Copy the pilot forum excerpt word for word, from "I know our former" up to and including "in the 737.".

[PROVIDED TEXT]
◆ ◆ ◆ ◆

With the new scope TA you can expect reserve for a long time. We are supposed to take 7 airplanes next year but they always seem to find a way to defer orders. I will believe it when I am flying them. I would be willing to bet the next 15% of our growth will go the regionals. Just a guess though.
Copy dat.
If you were a high powered exec with the shiny degree from Harvard, would you fly a 717 with say a combined pilot hourly rate of $249 (Hawaiian rates, 10yr CAPT, 5yr FO) or would you farm out some flying to a tiny little 76 seater with a combined pilot hourly rate of $123 (Skywest, 10yr CAPT, 5 YR FO)?
Copy dat.
would you fly a 717 with say a combined pilot hourly rate of $249 (Hawaiian rates, 10yr CAPT, 5yr FO) or would you farm out some flying to a tiny little 76 seater with a combined pilot hourly rate of $123 (Skywest, 10yr CAPT, 5 YR FO)?
Copy dat.
If you were a high powered exec with the shiny degree from Harvard, would you fly a 717 with say a combined pilot hourly rate of $249 (Hawaiian rates, 10yr CAPT, 5yr FO) or would you farm out some flying to a tiny little 76 seater with a combined pilot hourly rate of $123 (Skywest, 10yr CAPT, 5 YR FO)?
I don't know much about the TA in regarding the scope, just what I've read here of course. But is it saying that AT can fly 42 airframes up to 76 seats?
Is this something that they want to do or have the option? I know in 2002-2004 when Air Wisconsin was flying as Air Tran Jet Connect. They wanted us to fly 10 70 seater's I believe. It wasn't really profitable on either side and the numbers worked better with the 717!
I know our former CEO and Owner has joined the Board of Directors at Air Tran recently. Curious what the benefit is for that!
Does anybody have any insight what the 737/717 mix will be? Just wondering how long I can expect to be on reserve in the 737.

◆ ◆ ◆ ◆

[DATA SUPPLIED]
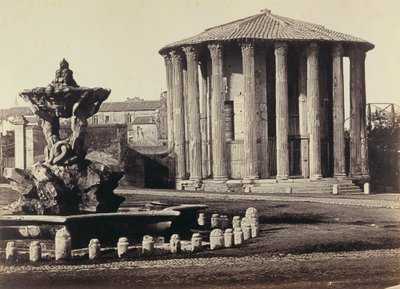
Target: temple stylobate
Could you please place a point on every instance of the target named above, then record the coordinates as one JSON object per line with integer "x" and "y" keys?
{"x": 262, "y": 98}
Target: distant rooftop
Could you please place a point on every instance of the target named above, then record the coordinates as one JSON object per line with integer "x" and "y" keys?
{"x": 268, "y": 26}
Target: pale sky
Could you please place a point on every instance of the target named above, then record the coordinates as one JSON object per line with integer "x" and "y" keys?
{"x": 114, "y": 44}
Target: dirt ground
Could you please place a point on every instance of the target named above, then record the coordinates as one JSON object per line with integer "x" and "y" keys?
{"x": 301, "y": 245}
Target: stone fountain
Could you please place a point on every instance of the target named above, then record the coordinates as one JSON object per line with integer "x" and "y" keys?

◆ ◆ ◆ ◆

[OUTPUT OF THE EXERCISE]
I know our former CEO and Owner has joined the Board of Directors at Air Tran recently. Curious what the benefit is for that!
Does anybody have any insight what the 737/717 mix will be? Just wondering how long I can expect to be on reserve in the 737.